### WORK TO DO
Reproduce exactly the lines from the one containing "# point at: the wooden table" through the end of the listing, minus the pictures.

### Coordinate annotation entries
** start **

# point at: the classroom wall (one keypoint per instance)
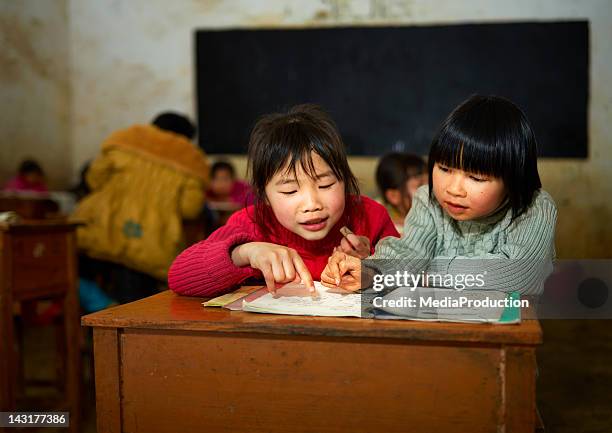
(131, 59)
(35, 87)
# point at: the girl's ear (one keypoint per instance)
(393, 196)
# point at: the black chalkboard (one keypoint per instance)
(388, 88)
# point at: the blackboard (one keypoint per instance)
(388, 88)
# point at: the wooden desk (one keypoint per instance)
(166, 364)
(38, 261)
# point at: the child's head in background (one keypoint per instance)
(222, 178)
(299, 171)
(398, 176)
(483, 157)
(31, 172)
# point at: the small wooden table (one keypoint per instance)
(166, 364)
(38, 261)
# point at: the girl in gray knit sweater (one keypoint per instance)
(483, 213)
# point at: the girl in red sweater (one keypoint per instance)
(305, 193)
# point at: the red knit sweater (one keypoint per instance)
(206, 268)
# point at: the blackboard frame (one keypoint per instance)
(389, 87)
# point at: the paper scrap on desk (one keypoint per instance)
(295, 299)
(223, 300)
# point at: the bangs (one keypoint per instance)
(490, 136)
(291, 146)
(471, 153)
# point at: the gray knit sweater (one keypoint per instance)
(512, 256)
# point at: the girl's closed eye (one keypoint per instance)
(478, 178)
(327, 186)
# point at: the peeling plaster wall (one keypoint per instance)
(34, 88)
(131, 59)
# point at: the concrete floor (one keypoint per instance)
(574, 389)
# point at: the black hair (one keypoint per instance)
(222, 165)
(284, 140)
(175, 122)
(30, 166)
(395, 168)
(491, 136)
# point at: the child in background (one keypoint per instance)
(30, 178)
(398, 176)
(225, 188)
(484, 211)
(305, 193)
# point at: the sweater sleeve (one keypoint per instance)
(380, 224)
(206, 268)
(416, 248)
(524, 260)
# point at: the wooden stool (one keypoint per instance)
(38, 261)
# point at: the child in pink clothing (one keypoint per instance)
(304, 193)
(30, 178)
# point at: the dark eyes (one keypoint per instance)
(472, 176)
(327, 186)
(320, 187)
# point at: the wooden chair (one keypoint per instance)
(38, 262)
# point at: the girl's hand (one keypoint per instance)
(278, 264)
(354, 245)
(342, 271)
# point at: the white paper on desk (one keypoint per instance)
(295, 299)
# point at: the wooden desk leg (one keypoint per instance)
(72, 327)
(107, 367)
(7, 341)
(519, 390)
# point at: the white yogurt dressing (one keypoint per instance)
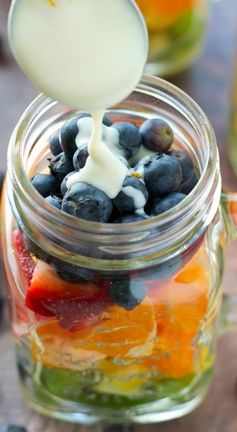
(103, 168)
(86, 54)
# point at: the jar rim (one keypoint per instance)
(185, 210)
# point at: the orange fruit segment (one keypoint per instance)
(180, 306)
(123, 333)
(160, 14)
(119, 333)
(53, 347)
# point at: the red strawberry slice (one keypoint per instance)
(25, 263)
(76, 305)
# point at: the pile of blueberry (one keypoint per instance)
(155, 183)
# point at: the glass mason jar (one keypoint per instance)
(176, 33)
(80, 357)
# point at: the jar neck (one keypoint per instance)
(115, 246)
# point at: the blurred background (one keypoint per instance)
(194, 45)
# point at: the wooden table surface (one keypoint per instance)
(208, 81)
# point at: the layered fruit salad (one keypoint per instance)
(111, 339)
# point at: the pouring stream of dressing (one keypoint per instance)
(88, 55)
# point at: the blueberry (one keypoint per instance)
(12, 428)
(87, 202)
(71, 272)
(45, 184)
(128, 218)
(54, 201)
(80, 157)
(63, 186)
(129, 138)
(167, 202)
(162, 174)
(54, 144)
(189, 177)
(60, 166)
(156, 135)
(127, 293)
(133, 196)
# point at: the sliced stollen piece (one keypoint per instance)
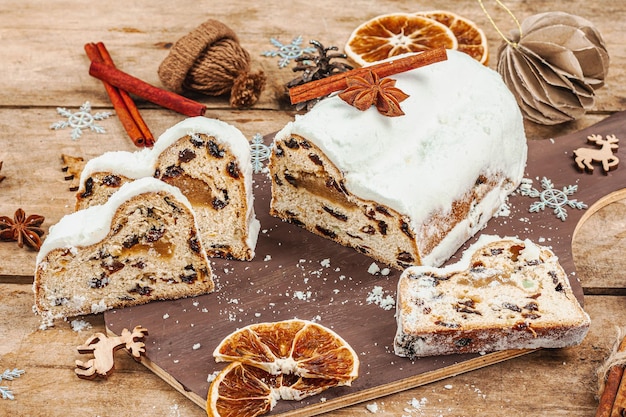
(504, 293)
(407, 190)
(209, 160)
(141, 245)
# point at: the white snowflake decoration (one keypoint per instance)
(9, 375)
(289, 51)
(80, 120)
(551, 197)
(259, 151)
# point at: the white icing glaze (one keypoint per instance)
(460, 121)
(89, 226)
(142, 163)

** end **

### FINISHED ANSWER
# point at: the wooden table surface (one keypoint per instance)
(208, 81)
# point at: the layered fruit salad (one keypoint per instance)
(111, 339)
# point at: the pouring stream of dressing (one keypoint per instance)
(88, 55)
# point at: the blueberry (one keypoint per instance)
(12, 428)
(87, 202)
(71, 272)
(45, 184)
(128, 218)
(54, 201)
(80, 157)
(63, 186)
(129, 138)
(167, 202)
(162, 174)
(54, 144)
(189, 177)
(60, 166)
(156, 135)
(127, 293)
(133, 196)
# point at: the sliced stollen piece (one keypoint per instance)
(504, 293)
(407, 190)
(209, 160)
(141, 245)
# point at: the white snowflake decoration (one keypoint per instance)
(9, 375)
(289, 51)
(80, 120)
(551, 197)
(259, 151)
# point at: the white icing glaze (one keypoint per instance)
(460, 121)
(89, 226)
(142, 163)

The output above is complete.